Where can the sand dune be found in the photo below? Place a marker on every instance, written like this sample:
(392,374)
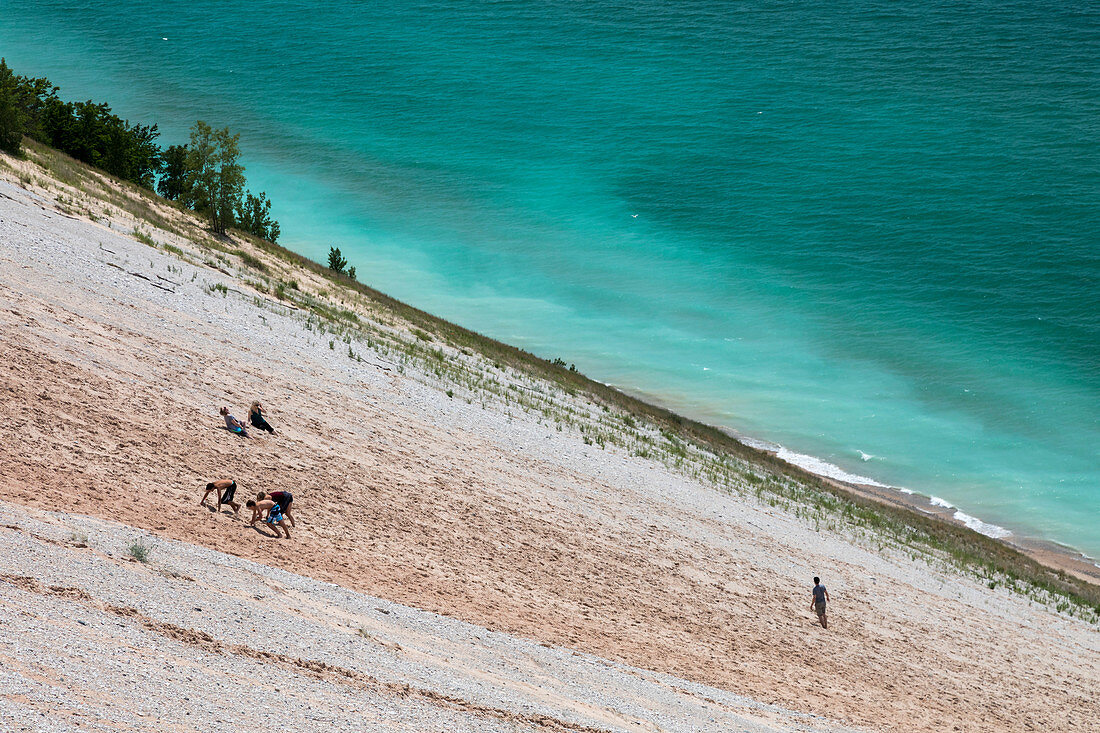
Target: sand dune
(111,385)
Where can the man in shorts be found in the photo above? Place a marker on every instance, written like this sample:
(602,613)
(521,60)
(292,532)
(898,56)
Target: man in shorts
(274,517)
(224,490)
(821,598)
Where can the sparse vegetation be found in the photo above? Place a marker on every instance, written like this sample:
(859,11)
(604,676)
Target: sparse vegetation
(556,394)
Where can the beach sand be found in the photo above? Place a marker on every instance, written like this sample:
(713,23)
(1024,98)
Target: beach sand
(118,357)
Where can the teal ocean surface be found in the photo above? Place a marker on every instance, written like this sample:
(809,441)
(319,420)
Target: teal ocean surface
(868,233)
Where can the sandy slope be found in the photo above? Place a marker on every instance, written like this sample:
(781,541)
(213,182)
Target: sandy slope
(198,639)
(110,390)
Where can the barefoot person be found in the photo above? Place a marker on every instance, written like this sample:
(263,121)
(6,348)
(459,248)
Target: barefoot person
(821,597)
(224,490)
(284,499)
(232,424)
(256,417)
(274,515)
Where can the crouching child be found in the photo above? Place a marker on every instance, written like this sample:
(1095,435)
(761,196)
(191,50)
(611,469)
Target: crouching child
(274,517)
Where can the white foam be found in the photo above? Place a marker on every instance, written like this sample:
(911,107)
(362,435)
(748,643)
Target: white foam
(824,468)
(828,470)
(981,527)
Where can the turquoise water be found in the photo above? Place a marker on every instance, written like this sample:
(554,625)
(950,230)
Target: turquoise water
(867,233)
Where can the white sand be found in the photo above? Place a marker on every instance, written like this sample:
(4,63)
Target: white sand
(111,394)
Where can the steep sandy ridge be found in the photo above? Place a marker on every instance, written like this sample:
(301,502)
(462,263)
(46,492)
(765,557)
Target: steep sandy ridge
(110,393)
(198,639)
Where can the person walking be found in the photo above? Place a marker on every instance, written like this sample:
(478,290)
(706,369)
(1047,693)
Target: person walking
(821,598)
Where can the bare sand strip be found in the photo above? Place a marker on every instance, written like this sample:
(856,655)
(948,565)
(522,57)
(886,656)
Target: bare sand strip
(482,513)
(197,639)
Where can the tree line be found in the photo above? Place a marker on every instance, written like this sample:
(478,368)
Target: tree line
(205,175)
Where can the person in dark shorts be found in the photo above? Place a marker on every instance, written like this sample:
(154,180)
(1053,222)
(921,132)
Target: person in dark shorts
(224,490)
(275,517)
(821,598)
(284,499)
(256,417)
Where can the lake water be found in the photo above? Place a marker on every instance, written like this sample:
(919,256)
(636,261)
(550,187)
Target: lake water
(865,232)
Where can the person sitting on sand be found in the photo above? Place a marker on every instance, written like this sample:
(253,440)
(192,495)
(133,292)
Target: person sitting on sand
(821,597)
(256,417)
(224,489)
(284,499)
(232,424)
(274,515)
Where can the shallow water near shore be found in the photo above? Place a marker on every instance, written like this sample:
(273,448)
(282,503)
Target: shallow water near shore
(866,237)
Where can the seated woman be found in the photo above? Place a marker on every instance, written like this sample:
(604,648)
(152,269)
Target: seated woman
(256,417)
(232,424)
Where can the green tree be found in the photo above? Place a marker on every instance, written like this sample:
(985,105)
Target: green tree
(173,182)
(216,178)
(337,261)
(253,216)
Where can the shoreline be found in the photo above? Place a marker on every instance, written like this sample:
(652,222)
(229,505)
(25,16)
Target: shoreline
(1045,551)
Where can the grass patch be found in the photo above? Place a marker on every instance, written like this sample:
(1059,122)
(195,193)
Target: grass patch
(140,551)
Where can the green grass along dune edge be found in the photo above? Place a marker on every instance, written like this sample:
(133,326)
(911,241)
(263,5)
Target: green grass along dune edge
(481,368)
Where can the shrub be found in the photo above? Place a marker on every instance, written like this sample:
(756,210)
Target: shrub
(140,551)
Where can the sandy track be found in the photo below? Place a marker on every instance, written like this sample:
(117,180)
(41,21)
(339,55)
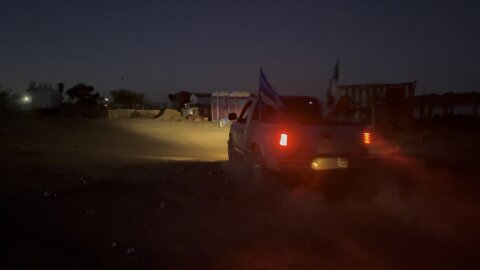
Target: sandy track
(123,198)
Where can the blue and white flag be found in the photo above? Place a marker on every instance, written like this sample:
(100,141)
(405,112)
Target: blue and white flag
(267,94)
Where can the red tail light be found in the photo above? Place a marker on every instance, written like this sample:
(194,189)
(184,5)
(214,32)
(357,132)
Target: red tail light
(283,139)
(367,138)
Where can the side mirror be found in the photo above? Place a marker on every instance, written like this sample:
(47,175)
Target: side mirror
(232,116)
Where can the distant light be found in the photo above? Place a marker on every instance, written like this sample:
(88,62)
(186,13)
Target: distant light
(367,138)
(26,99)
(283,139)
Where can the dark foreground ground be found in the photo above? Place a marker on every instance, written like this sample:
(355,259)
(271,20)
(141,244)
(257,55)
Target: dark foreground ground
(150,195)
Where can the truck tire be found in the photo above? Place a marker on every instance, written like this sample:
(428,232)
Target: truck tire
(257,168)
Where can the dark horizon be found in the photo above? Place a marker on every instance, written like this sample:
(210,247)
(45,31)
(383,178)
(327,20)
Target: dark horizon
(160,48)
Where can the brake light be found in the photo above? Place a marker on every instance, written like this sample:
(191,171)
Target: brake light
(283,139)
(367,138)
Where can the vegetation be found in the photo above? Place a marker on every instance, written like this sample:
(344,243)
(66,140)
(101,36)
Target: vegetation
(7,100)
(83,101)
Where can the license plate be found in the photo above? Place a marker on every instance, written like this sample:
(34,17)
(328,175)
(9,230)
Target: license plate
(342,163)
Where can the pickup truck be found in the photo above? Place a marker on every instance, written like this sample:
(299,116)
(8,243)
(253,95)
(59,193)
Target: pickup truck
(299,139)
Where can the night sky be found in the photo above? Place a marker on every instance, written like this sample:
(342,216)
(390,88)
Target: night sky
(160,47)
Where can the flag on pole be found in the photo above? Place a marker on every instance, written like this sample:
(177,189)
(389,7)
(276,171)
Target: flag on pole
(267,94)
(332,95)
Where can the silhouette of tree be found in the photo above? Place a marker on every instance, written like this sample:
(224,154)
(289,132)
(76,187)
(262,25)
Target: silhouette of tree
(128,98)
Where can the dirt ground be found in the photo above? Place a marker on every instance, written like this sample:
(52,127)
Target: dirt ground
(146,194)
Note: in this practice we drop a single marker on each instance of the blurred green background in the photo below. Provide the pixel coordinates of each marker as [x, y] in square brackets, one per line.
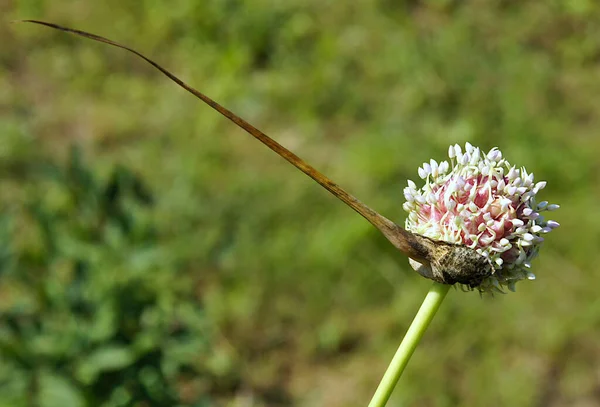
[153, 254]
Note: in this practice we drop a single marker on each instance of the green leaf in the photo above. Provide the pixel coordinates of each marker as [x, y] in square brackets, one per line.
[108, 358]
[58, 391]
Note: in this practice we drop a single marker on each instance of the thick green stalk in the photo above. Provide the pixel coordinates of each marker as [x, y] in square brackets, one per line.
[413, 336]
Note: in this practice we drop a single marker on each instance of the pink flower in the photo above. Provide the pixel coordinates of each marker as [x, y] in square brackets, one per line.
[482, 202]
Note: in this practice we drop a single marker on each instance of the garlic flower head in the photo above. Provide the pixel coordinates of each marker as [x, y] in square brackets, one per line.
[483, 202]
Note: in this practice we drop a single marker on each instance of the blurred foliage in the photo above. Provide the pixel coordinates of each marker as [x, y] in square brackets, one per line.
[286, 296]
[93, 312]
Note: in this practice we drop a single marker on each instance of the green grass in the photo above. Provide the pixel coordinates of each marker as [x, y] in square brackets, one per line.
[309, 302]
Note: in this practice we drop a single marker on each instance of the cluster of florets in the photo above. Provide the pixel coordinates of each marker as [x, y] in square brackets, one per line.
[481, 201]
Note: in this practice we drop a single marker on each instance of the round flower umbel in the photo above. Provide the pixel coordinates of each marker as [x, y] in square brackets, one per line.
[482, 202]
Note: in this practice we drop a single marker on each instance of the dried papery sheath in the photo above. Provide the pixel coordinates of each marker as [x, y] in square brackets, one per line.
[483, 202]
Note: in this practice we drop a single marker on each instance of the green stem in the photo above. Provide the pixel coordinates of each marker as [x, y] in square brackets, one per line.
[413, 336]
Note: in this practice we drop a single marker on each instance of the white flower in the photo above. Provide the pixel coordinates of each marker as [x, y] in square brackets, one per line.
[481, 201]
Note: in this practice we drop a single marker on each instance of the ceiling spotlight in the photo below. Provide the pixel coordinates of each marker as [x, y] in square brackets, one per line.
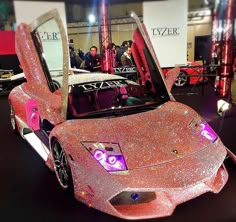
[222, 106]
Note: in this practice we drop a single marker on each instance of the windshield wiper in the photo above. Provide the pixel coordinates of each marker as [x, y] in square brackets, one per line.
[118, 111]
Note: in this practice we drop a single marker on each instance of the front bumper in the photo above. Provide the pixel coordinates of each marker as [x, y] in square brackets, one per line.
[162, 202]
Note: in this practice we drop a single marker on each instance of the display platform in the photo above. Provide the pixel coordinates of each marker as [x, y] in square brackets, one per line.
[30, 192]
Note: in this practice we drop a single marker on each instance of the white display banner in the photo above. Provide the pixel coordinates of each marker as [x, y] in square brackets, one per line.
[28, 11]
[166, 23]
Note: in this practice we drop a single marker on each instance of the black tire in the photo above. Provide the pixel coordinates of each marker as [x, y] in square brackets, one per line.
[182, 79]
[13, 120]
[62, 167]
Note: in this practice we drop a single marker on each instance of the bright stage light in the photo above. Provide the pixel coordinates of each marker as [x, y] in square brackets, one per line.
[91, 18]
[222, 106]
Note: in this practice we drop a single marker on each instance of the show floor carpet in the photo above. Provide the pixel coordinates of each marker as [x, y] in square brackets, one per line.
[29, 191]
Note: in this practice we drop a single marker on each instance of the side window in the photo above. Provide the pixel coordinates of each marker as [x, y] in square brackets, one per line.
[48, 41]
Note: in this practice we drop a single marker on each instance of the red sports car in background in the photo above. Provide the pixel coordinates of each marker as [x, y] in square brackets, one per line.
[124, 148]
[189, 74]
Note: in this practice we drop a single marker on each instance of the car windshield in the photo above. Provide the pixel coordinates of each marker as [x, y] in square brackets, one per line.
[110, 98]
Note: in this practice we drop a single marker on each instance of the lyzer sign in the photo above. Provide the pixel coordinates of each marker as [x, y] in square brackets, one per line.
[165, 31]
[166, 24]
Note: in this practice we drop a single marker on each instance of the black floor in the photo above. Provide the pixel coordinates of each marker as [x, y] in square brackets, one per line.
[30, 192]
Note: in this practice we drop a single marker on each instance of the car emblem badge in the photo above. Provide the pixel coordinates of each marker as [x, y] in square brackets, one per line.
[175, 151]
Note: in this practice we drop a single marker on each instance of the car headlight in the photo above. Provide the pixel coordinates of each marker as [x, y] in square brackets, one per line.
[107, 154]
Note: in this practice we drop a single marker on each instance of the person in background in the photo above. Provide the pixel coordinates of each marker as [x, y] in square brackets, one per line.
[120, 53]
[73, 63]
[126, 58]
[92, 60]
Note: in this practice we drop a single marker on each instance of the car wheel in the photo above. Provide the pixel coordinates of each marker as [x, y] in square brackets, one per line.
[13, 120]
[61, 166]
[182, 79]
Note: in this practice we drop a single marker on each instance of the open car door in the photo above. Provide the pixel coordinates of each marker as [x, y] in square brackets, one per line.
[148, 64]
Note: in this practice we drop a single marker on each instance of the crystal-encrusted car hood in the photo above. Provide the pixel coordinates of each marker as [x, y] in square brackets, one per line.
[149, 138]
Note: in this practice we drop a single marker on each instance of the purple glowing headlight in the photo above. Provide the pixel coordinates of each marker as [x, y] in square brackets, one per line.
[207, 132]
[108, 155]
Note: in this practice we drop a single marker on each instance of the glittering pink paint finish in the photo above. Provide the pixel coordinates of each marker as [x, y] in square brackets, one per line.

TASK DIRECTIONS:
Write back the stretch of lines above that begins with the line holding "Target: shrub" and ends with the line holding "Where can the red", both included, exactly as written. Pictures stay out.

EXERCISE ANSWER:
Target: shrub
(140,551)
Where can the sandy track be found in the photo below? Place a marker on every instance, written like this sample:
(117,180)
(41,21)
(339,55)
Target: sandy track
(123,198)
Where can the blue and white flag be found in the photo above? Place a marker on every instance, written like this sample:
(100,141)
(405,112)
Target: blue and white flag
(267,94)
Where can the red tail light be found in the photo above? Place a marker on every instance, written like this sample:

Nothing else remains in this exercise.